**WHAT IS BEING ASKED:**
Transcribe verbatim the span of lines that opens with the line containing "In this practice step, locate the distant" and closes with the last line of the data below.
***
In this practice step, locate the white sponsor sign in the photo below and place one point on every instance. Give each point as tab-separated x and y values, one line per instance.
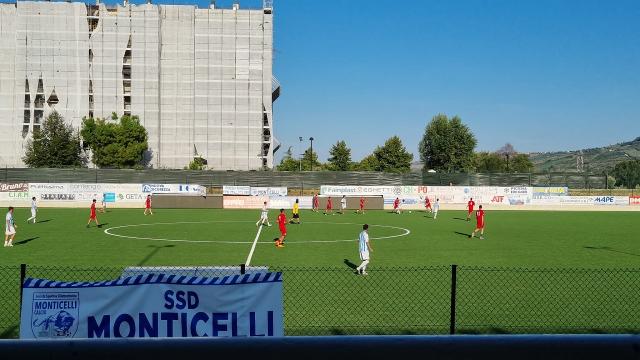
387	191
268	191
154	306
236	190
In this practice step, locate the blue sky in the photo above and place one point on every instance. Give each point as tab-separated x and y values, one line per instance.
542	74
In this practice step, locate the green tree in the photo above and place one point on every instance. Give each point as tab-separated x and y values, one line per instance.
55	145
118	144
369	163
489	162
309	158
288	163
627	173
198	163
520	163
393	157
340	159
447	145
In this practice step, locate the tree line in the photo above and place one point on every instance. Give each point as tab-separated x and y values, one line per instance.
447	145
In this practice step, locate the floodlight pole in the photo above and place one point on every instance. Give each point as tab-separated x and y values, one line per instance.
311	155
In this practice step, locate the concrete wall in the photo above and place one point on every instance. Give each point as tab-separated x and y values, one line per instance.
200	79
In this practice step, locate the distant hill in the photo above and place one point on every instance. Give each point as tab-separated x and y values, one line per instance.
596	160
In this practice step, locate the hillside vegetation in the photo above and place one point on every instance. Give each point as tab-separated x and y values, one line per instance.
596	160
***
**TASK ANSWER:**
In this practice step, locate the distant hill in the photo above and place one point on every instance. Give each point as tab-separated x and y values, one line per instance.
596	160
In this practice step, locate the hillside vegetation in the photo above and place one point on every instance. Give each point as tab-separated x and y values, one line per instance.
596	160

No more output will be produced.